To further clarify the effect of the oxidation of egg yolk high‐density lipoprotein (EYHDL) on the protein structure and emulsification, 2,2′‐azobis (2‐methylpropionamidine) dihydrochloride (AAPH) was selected as a representative lipid peroxidation‐derived peroxyl radical. The results of Raman spectroscopy indicated that, with the increase in the concentration of AAPH, the EYHDL carbonyl content increased significantly and the free sulfhydryl content declined sharply. Circular dichroism spectroscopy and intrinsic fluorescence indicated that exposure of EYHDL to AAPH led to destruction of the orderly structure and reduction of the structural stability. The particle size distribution and zeta potential indicated that the peroxyl radical caused molecular aggregation. Moderate oxidizing conditions can enhance the emulsification of EYHDL, and high‐intensity oxidation decreased emulsification. The research results indicated that EYHDL made a significant change in the oxidation system and led to a change in its structure and emulsification, providing a theoretical basis to clarify the EYHDL oxidation mechanism.
Practical applications
Egg yolk powder is prone to emulsification degradation during storage. The emulsification of egg yolk powder is mainly derived from high‐density lipoprotein in egg yolk. Moreover, egg yolk powder contains a large amount of lipids, and, during the processing and storage of egg yolk powder, many lipid peroxyl radicals are inevitably generated. Therefore, it is desired to combine the lipid peroxyl radicals generated during the storage of egg yolk powder with the decrease in emulsifiability. In this paper, we first investigated the effects of peroxyl radicals on the structure and emulsifying properties of high‐density lipoproteins and provided a theoretical basis to solve the problem that the emulsifiability of egg yolk powder is significantly reduced during storage.

[Stored items from a collection]
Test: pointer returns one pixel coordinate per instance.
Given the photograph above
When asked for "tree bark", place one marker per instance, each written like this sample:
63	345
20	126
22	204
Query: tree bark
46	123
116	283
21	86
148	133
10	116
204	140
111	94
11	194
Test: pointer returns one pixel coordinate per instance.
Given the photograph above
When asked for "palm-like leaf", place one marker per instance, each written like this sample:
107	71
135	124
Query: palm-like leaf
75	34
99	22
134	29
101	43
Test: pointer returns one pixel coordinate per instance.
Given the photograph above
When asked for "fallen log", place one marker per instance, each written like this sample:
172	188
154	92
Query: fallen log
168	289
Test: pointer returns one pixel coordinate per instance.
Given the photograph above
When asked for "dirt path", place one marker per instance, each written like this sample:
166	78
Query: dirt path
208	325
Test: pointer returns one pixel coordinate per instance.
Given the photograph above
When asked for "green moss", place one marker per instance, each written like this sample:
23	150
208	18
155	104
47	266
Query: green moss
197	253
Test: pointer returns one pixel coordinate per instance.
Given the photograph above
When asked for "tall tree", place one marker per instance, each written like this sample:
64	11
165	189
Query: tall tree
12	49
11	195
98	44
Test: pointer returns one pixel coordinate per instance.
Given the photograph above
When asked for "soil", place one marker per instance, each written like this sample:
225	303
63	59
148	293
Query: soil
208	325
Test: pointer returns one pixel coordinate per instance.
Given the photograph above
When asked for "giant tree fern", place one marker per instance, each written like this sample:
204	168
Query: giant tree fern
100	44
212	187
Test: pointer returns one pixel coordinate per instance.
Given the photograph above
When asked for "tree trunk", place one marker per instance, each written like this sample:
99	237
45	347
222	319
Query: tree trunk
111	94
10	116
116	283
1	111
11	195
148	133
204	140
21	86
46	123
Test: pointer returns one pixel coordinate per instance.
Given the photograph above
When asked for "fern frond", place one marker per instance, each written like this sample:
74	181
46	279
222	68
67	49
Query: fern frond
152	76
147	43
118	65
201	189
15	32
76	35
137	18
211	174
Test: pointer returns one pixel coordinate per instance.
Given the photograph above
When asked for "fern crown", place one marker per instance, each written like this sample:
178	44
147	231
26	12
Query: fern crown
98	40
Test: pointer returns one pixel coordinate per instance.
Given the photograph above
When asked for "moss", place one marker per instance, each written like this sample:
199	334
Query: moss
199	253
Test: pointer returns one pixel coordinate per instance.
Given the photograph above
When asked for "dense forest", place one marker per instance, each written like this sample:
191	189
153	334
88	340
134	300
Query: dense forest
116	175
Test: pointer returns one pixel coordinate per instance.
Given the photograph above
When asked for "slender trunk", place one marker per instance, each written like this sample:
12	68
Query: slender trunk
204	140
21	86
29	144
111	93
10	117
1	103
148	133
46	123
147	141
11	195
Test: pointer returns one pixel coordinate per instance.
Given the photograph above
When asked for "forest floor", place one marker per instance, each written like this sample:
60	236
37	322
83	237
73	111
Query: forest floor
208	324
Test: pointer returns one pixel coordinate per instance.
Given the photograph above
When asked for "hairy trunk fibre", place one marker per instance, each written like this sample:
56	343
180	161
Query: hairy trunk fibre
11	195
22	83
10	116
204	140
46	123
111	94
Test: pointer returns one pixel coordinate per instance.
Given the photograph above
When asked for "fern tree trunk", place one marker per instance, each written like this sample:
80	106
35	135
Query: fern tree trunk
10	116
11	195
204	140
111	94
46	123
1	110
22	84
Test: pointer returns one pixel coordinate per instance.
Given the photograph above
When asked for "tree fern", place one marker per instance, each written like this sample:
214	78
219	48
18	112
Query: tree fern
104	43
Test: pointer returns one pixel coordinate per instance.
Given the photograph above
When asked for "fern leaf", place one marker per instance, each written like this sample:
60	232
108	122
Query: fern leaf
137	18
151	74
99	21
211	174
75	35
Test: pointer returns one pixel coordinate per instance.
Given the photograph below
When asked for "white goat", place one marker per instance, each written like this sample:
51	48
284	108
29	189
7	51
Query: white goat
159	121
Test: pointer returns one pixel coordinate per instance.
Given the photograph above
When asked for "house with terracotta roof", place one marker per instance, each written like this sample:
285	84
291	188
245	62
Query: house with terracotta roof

-- WORK TO COMPLETE --
Can you copy the whole abstract on egg yolk lipoprotein oxidation above, word for word?

-- EXPECTED OUTPUT --
To further clarify the effect of the oxidation of egg yolk high‐density lipoprotein (EYHDL) on the protein structure and emulsification, 2,2′‐azobis (2‐methylpropionamidine) dihydrochloride (AAPH) was selected as a representative lipid peroxidation‐derived peroxyl radical. The results of Raman spectroscopy indicated that, with the increase in the concentration of AAPH, the EYHDL carbonyl content increased significantly and the free sulfhydryl content declined sharply. Circular dichroism spectroscopy and intrinsic fluorescence indicated that exposure of EYHDL to AAPH led to destruction of the orderly structure and reduction of the structural stability. The particle size distribution and zeta potential indicated that the peroxyl radical caused molecular aggregation. Moderate oxidizing conditions can enhance the emulsification of EYHDL, and high‐intensity oxidation decreased emulsification. The research results indicated that EYHDL made a significant change in the oxidation system and led to a change in its structure and emulsification, providing a theoretical basis to clarify the EYHDL oxidation mechanism.
Practical applications
Egg yolk powder is prone to emulsification degradation during storage. The emulsification of egg yolk powder is mainly derived from high‐density lipoprotein in egg yolk. Moreover, egg yolk powder contains a large amount of lipids, and, during the processing and storage of egg yolk powder, many lipid peroxyl radicals are inevitably generated. Therefore, it is desired to combine the lipid peroxyl radicals generated during the storage of egg yolk powder with the decrease in emulsifiability. In this paper, we first investigated the effects of peroxyl radicals on the structure and emulsifying properties of high‐density lipoproteins and provided a theoretical basis to solve the problem that the emulsifiability of egg yolk powder is significantly reduced during storage.